=== EXERCISE OBJECTIVE ===
Copy the financial report text below, starting at the words "Other income, net was" and ending after "the reporting subsidiary.", and substitute "mainly" for "primarily".

Other income, net was $0.3 million for the nine months ended June 30, 2017, compared with other income, net of $4.0 million for the same period in the prior year. The $3.7 million decrease in other income was primarily related to lower net foreign currency exchange gains associated with transactions denominated in currencies other than the respective functional currency of the reporting subsidiary.

Benefit (Provision) for Income Taxes

The income taxes benefit for the nine months ended June 30, 2017 was $58.9 million, compared with a $26.9 million income tax provision for the same period in the prior year. The change in income tax provision compared to the same period of the prior year is primarily due to the tax benefit associated with the goodwill impairment charge. Our effective tax rate was 22.8% and 28.3% for the nine months ended June 30, 2017 and 2016, respectively. The 5.5 percentage point decline in effective tax rate resulted primarily from (i) a decrease in the proportion of U.S. pre-tax income with a higher tax rate than pre-tax income from foreign jurisdictions, which was caused by the $311.1 million goodwill impairment charge, a portion of which is

26


permanently not deductible for tax purposes and (ii) the establishment of a $10.6 million valuation allowance with respect to deferred tax assets for foreign tax credits. Excluding the impact of the goodwill impairment charge and valuation allowance, the effective tax rate would have been 22.6% for the nine months ended June 30, 2017. The difference between the adjusted effective tax rate of 22.6% and the effective tax rate of 28.3% for the nine months ended June 30, 2017 and June 30, 2016, respectively, is primarily due to (i) the impact of the adoption of ASU 2016-09 as discussed in Note 2 and (ii) the release of a valuation allowance on a net operating loss carryforward of a foreign subsidiary.

=== RECORD EXCERPTS ===
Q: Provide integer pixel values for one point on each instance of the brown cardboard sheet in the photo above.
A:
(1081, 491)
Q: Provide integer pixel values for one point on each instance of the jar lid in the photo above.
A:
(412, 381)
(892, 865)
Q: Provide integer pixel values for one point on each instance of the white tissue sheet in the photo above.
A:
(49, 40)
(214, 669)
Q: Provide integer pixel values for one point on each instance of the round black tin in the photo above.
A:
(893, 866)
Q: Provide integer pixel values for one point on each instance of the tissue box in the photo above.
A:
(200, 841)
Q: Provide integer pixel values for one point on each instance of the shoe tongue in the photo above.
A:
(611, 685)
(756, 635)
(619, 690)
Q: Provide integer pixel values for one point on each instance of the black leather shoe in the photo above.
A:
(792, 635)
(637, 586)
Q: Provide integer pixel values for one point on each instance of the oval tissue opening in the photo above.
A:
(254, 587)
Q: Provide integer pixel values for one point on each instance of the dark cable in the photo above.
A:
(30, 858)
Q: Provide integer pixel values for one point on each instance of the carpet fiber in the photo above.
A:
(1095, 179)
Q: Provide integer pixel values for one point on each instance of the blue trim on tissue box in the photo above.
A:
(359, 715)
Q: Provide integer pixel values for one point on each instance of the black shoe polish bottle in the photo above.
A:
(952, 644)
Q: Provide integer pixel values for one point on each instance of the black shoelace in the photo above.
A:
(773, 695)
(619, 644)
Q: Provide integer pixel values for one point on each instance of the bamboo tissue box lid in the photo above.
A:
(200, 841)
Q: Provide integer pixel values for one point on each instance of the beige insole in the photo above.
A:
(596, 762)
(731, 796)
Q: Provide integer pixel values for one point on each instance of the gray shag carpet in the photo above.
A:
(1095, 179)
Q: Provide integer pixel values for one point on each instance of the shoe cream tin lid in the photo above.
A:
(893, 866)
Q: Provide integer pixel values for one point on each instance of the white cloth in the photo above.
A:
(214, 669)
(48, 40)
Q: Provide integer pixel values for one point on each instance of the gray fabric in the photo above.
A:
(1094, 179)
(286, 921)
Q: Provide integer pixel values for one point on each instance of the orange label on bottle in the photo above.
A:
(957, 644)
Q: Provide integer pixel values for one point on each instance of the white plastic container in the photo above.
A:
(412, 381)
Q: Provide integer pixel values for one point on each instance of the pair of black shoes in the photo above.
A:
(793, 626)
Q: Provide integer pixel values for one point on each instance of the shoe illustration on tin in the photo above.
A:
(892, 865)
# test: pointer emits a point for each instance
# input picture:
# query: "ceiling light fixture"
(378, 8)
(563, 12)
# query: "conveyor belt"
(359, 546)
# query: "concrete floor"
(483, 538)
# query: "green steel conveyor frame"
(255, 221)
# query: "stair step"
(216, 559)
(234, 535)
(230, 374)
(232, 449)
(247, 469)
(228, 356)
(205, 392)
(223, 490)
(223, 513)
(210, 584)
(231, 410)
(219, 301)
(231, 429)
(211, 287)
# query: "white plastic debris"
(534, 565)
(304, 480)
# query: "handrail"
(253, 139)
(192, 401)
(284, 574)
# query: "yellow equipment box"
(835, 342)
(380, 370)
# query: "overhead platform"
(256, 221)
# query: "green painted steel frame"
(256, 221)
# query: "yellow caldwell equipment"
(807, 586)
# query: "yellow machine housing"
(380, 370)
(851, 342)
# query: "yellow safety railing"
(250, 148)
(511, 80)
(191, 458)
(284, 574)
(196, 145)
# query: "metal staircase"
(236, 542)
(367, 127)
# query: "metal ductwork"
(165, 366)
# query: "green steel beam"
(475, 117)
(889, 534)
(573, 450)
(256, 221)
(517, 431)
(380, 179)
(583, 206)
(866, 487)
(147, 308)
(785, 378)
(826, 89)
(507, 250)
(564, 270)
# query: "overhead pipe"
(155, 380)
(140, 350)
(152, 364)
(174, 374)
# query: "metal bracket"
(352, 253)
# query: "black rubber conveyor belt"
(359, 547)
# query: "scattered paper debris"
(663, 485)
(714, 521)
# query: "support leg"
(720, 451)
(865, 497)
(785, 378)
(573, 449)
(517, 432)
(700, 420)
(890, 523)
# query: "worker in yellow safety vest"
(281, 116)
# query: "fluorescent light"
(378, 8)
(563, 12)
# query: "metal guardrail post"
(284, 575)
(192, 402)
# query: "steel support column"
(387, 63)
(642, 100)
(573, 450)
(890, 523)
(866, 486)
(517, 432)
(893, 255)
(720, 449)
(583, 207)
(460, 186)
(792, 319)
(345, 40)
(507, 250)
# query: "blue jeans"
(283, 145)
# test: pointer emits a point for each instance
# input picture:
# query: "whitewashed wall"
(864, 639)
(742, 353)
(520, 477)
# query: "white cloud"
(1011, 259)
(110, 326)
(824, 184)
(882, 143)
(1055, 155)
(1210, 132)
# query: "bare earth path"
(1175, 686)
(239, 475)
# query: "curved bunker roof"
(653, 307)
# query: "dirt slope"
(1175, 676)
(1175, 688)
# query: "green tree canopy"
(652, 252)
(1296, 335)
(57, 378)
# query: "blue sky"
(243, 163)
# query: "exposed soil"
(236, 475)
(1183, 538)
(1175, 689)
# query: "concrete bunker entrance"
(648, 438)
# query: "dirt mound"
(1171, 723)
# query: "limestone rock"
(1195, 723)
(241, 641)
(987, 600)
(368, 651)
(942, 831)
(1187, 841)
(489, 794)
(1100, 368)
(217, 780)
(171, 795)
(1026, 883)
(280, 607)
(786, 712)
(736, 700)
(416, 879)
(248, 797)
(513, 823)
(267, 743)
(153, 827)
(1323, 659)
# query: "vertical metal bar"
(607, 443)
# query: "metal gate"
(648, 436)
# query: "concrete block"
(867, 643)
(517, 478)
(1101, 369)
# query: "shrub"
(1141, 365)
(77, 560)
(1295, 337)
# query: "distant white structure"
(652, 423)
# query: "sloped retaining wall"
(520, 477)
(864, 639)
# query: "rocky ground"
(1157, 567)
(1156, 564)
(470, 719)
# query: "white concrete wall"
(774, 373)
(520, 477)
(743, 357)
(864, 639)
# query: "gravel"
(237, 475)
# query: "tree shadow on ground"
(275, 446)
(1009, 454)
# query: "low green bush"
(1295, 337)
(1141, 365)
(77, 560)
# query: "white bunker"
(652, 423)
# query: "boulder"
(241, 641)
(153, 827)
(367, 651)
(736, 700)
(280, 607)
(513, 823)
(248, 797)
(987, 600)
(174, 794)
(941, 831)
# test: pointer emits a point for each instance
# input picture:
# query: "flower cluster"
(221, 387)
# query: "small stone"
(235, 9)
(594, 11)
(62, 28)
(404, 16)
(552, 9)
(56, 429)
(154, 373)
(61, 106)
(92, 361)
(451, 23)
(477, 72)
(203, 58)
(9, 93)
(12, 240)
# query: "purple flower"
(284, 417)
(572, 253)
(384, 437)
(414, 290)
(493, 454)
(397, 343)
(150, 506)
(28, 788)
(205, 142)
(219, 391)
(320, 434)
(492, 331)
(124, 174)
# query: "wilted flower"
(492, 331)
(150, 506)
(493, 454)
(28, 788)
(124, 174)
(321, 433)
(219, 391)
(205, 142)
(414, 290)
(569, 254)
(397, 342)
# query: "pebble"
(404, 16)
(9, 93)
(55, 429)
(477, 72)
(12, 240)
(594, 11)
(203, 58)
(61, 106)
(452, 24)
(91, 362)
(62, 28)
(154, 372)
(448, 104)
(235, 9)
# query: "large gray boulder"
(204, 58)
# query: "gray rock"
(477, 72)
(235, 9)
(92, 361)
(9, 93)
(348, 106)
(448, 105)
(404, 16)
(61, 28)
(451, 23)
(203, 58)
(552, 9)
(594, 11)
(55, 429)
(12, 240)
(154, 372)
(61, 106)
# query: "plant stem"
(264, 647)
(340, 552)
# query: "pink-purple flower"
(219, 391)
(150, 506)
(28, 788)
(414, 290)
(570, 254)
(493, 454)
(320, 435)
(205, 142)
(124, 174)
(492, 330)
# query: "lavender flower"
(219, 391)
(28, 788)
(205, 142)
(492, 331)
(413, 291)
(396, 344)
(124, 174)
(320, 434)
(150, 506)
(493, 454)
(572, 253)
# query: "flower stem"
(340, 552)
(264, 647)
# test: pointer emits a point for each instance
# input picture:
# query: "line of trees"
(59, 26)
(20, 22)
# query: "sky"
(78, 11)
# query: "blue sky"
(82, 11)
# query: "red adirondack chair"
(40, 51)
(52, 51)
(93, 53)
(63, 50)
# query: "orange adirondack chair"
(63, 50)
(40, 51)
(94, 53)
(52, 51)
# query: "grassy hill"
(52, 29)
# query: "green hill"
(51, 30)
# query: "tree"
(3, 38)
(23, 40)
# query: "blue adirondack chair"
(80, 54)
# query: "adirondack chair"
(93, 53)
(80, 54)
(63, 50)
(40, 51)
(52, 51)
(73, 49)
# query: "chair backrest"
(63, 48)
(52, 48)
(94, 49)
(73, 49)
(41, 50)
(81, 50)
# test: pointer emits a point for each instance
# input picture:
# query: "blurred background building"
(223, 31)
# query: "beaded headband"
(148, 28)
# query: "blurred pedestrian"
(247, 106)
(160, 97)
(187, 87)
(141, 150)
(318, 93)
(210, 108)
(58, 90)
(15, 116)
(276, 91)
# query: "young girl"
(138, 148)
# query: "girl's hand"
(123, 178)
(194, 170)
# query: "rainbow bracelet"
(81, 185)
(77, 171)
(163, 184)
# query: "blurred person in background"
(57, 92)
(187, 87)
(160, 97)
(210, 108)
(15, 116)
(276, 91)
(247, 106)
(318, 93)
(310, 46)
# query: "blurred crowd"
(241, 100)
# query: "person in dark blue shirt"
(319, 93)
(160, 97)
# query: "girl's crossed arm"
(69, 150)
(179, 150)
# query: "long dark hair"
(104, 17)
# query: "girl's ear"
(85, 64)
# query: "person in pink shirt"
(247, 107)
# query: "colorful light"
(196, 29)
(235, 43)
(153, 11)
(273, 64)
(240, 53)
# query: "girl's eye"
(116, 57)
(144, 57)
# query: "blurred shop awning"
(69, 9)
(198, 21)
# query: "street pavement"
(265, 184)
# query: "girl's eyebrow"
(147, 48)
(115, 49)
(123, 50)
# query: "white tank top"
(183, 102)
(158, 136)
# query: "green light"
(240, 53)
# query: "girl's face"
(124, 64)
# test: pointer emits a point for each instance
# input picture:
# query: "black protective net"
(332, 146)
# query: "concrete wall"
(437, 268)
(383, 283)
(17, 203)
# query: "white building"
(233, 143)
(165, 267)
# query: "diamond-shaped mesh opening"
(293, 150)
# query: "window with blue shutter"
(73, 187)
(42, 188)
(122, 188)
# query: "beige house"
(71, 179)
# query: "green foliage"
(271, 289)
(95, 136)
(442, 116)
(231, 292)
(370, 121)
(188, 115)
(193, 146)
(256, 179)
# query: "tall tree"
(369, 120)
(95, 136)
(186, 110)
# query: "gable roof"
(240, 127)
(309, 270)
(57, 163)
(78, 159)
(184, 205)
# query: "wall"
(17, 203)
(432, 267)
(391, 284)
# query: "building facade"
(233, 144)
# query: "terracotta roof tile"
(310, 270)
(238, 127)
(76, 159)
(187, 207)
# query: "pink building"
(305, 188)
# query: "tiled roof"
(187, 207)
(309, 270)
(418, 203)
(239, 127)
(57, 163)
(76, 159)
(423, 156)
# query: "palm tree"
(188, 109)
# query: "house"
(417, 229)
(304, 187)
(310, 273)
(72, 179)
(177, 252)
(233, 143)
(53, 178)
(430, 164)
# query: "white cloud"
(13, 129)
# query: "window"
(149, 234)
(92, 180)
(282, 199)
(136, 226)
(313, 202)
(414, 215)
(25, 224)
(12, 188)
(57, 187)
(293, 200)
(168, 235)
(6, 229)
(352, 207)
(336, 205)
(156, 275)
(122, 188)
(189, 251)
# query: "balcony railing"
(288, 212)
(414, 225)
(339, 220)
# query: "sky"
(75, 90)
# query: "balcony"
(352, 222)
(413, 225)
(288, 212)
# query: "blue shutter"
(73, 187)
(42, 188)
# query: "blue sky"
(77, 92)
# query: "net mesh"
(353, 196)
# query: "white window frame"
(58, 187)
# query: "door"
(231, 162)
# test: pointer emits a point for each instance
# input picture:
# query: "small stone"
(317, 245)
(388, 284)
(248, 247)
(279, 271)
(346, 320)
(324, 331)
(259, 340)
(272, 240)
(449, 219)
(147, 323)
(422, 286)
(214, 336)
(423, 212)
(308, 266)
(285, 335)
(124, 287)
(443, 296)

=== IN RESPONSE ===
Other income, net was $0.3 million for the nine months ended June 30, 2017, compared with other income, net of $4.0 million for the same period in the prior year. The $3.7 million decrease in other income was mainly related to lower net foreign currency exchange gains associated with transactions denominated in currencies other than the respective functional currency of the reporting subsidiary.